MATERIAL SHOWN ->
= Beginning of Section =

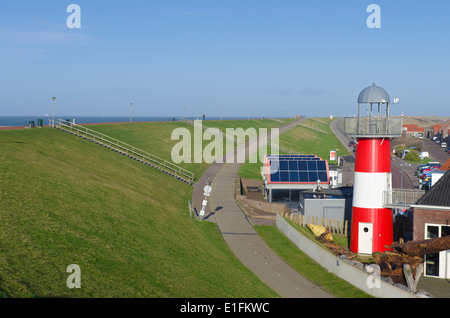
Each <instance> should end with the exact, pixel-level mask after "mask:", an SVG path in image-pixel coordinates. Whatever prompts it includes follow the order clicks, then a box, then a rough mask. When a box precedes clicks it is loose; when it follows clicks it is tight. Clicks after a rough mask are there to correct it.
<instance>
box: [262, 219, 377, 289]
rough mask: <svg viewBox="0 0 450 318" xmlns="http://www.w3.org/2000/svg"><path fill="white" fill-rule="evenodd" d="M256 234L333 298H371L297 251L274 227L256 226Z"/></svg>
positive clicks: (294, 266)
mask: <svg viewBox="0 0 450 318" xmlns="http://www.w3.org/2000/svg"><path fill="white" fill-rule="evenodd" d="M256 230H257V231H258V234H259V235H260V236H261V237H262V238H263V239H264V241H265V242H266V243H267V245H269V246H270V248H271V249H272V250H274V251H275V252H276V253H277V254H278V255H279V256H280V257H281V258H282V259H284V260H285V261H286V262H287V263H289V265H291V266H292V267H293V268H294V269H295V270H297V271H298V272H299V273H300V274H302V275H303V276H304V277H306V278H307V279H309V280H310V281H312V282H313V283H314V284H316V285H317V286H320V287H322V288H323V289H324V290H326V291H327V292H328V293H330V294H331V295H333V296H334V297H341V298H372V297H371V296H370V295H368V294H366V293H365V292H363V291H361V290H359V289H358V288H356V287H354V286H353V285H352V284H350V283H347V282H346V281H345V280H343V279H341V278H339V277H337V276H335V275H333V274H331V273H330V272H328V271H327V270H326V269H324V268H323V267H321V266H320V265H319V264H317V263H316V262H314V261H313V260H312V259H311V258H309V257H308V256H307V255H306V254H305V253H303V252H302V251H301V250H299V249H298V248H297V247H296V246H295V245H294V244H293V243H292V242H291V241H290V240H289V239H288V238H287V237H285V236H284V235H283V234H281V233H280V231H278V229H277V228H276V227H274V226H262V225H260V226H256Z"/></svg>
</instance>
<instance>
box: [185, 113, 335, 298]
mask: <svg viewBox="0 0 450 318" xmlns="http://www.w3.org/2000/svg"><path fill="white" fill-rule="evenodd" d="M301 122H302V120H297V121H294V122H293V123H290V124H288V125H285V126H283V127H281V128H280V130H279V132H280V135H281V134H282V133H284V132H285V131H287V130H289V129H291V128H293V127H295V126H296V125H298V124H299V123H301ZM254 142H256V141H255V140H251V141H249V142H248V143H247V144H246V145H241V146H239V147H237V148H236V149H235V151H234V152H233V153H232V154H228V155H227V158H229V159H230V155H231V156H232V157H233V156H234V157H235V158H236V155H237V153H238V152H240V151H245V152H246V154H247V156H248V151H247V149H248V148H249V145H251V144H252V143H254ZM230 161H232V160H229V161H225V160H224V162H225V163H216V164H213V165H211V166H210V167H209V168H208V169H207V170H206V171H205V173H204V174H203V175H202V176H201V177H200V179H199V181H198V182H197V183H196V184H195V185H194V190H193V196H192V198H193V203H194V206H195V207H196V208H197V210H199V209H198V206H199V204H201V200H202V199H203V187H204V185H205V183H206V182H207V181H208V180H209V181H211V180H212V184H211V185H212V188H213V190H212V193H211V197H210V204H209V207H208V209H207V210H206V213H205V216H206V217H207V218H214V219H215V222H216V224H217V226H218V228H219V230H220V232H221V234H222V237H223V238H224V240H225V242H226V243H227V245H228V246H229V248H230V249H231V251H232V252H233V253H234V255H235V256H236V257H237V258H238V259H239V260H240V261H241V262H242V263H243V264H244V265H245V266H246V267H247V268H249V269H250V270H251V271H252V272H253V273H254V274H255V275H256V276H257V277H258V278H259V279H261V281H262V282H264V283H265V284H267V285H268V286H269V287H271V288H272V289H273V290H274V291H275V292H277V293H278V294H279V295H280V296H281V297H283V298H330V297H332V296H331V295H330V294H328V293H326V292H325V291H324V290H322V289H321V288H319V287H317V286H316V285H314V284H313V283H312V282H311V281H309V280H308V279H306V278H304V277H303V276H302V275H301V274H299V273H298V272H297V271H295V270H294V269H293V268H292V267H291V266H290V265H289V264H287V263H286V262H285V261H284V260H282V259H281V258H280V257H279V256H278V255H277V254H275V253H274V252H273V251H272V249H270V248H269V247H268V246H267V244H266V243H265V242H264V240H263V239H262V238H261V237H260V236H259V235H258V233H257V232H256V230H255V229H254V228H253V225H252V224H251V223H250V222H249V220H248V218H247V216H246V215H245V213H244V212H243V211H242V209H241V208H240V206H239V205H238V203H237V202H236V199H235V185H236V176H237V173H238V171H239V167H240V166H241V164H239V163H227V162H230ZM232 162H236V161H232Z"/></svg>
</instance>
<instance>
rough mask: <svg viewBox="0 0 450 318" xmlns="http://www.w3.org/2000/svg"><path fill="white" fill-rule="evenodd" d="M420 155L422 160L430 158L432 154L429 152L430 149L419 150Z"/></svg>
mask: <svg viewBox="0 0 450 318" xmlns="http://www.w3.org/2000/svg"><path fill="white" fill-rule="evenodd" d="M419 157H420V159H421V160H423V159H425V158H429V157H430V154H429V153H428V151H422V152H419Z"/></svg>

= End of Section =

ASSIGNMENT -> Please repeat each record exactly and keep every picture out of the copy.

RESULT OF THE EXERCISE ->
Each <instance> should end with the exact, pixel-level mask after "mask:", an SVG path in image-pixel coordinates. Whatever prompts it includes follow the order clicks, then a box, then a rough mask. When a box precedes clicks it is loose; when it follows clicks it is tight. Clicks after a rough mask are there to correct it.
<instance>
box: [262, 219, 377, 289]
rough mask: <svg viewBox="0 0 450 318" xmlns="http://www.w3.org/2000/svg"><path fill="white" fill-rule="evenodd" d="M256 234L333 298H371L297 251L274 227L256 226Z"/></svg>
positive clicks: (294, 266)
mask: <svg viewBox="0 0 450 318" xmlns="http://www.w3.org/2000/svg"><path fill="white" fill-rule="evenodd" d="M256 230H257V231H258V234H259V235H260V236H261V237H262V238H263V239H264V241H265V242H266V243H267V245H269V246H270V248H271V249H272V250H274V251H275V252H276V253H277V254H278V255H279V256H280V257H281V258H282V259H284V260H285V261H286V262H287V263H289V265H291V266H292V267H293V268H294V269H295V270H297V271H298V272H299V273H300V274H302V275H303V276H304V277H306V278H307V279H309V280H310V281H312V282H313V283H314V284H316V285H317V286H320V287H322V288H323V289H324V290H326V291H327V292H328V293H330V294H331V295H333V296H334V297H341V298H372V297H371V296H370V295H368V294H366V293H365V292H363V291H361V290H359V289H358V288H356V287H354V286H353V285H352V284H350V283H347V282H346V281H345V280H343V279H341V278H339V277H337V276H335V275H333V274H331V273H330V272H328V271H327V270H326V269H324V268H323V267H321V266H320V265H319V264H317V263H316V262H314V261H313V260H312V259H311V258H309V257H308V256H307V255H306V254H305V253H303V252H302V251H301V250H299V249H298V248H297V247H296V246H295V245H294V244H293V243H292V242H291V241H290V240H289V239H288V238H287V237H285V236H284V235H283V234H281V233H280V231H278V229H277V228H276V227H274V226H262V225H260V226H256Z"/></svg>
</instance>
<instance>
box: [185, 113, 335, 298]
mask: <svg viewBox="0 0 450 318" xmlns="http://www.w3.org/2000/svg"><path fill="white" fill-rule="evenodd" d="M301 122H302V120H297V121H294V122H293V123H290V124H288V125H285V126H283V127H281V128H280V130H279V132H280V135H281V134H282V133H284V132H285V131H287V130H289V129H291V128H293V127H295V126H296V125H298V124H299V123H301ZM254 142H256V141H255V140H251V141H249V142H248V143H247V144H246V145H241V146H239V147H237V148H236V149H235V151H234V152H233V153H232V154H228V155H227V158H229V159H230V155H231V156H232V157H233V156H234V157H235V158H236V155H237V153H238V152H240V151H245V152H246V154H247V156H248V151H247V149H248V148H249V145H251V144H252V143H254ZM230 161H232V160H229V161H225V160H224V162H225V163H216V164H213V165H211V166H210V167H209V168H208V169H207V170H206V171H205V173H204V174H203V175H202V176H201V177H200V179H199V181H198V182H197V183H196V184H195V185H194V190H193V196H192V198H193V203H194V206H195V207H196V208H197V210H199V209H198V206H199V204H201V200H202V199H203V187H204V185H205V183H206V182H207V181H208V180H209V181H211V180H212V184H211V185H212V188H213V190H212V193H211V197H210V204H209V207H208V209H207V210H206V213H205V216H206V217H207V218H214V219H215V222H216V224H217V226H218V228H219V230H220V232H221V234H222V237H223V238H224V240H225V242H226V243H227V245H228V246H229V248H230V249H231V251H232V252H233V253H234V255H235V256H236V257H237V258H238V259H239V260H240V261H241V262H242V263H243V264H244V265H245V266H246V267H247V268H249V269H250V270H251V271H252V272H253V273H254V274H255V275H256V276H257V277H258V278H259V279H261V281H262V282H264V283H265V284H267V285H268V286H269V287H271V288H272V289H273V290H274V291H275V292H277V293H278V294H279V295H280V296H281V297H283V298H330V297H332V296H331V295H330V294H328V293H326V292H325V291H324V290H322V289H321V288H319V287H317V286H316V285H314V284H313V283H312V282H311V281H309V280H308V279H306V278H304V277H303V276H302V275H301V274H299V273H298V272H297V271H295V270H294V269H293V268H292V267H291V266H290V265H289V264H287V263H286V262H285V261H284V260H282V259H281V258H280V257H279V256H278V255H277V254H275V253H274V252H273V251H272V249H270V248H269V247H268V246H267V244H266V243H265V242H264V240H263V239H262V238H261V237H260V236H259V235H258V233H257V232H256V230H255V229H254V228H253V225H252V224H251V223H250V222H249V220H248V218H247V216H246V215H245V213H244V212H243V211H242V209H241V208H240V206H239V205H238V203H237V202H236V199H235V185H236V176H237V173H238V171H239V167H240V166H241V164H239V163H227V162H230ZM232 162H236V161H232Z"/></svg>
</instance>
<instance>
rough mask: <svg viewBox="0 0 450 318" xmlns="http://www.w3.org/2000/svg"><path fill="white" fill-rule="evenodd" d="M420 155L422 160L430 158L432 154L429 152L430 149L419 150Z"/></svg>
mask: <svg viewBox="0 0 450 318" xmlns="http://www.w3.org/2000/svg"><path fill="white" fill-rule="evenodd" d="M419 157H420V159H421V160H423V159H425V158H429V157H430V154H429V153H428V151H422V152H419Z"/></svg>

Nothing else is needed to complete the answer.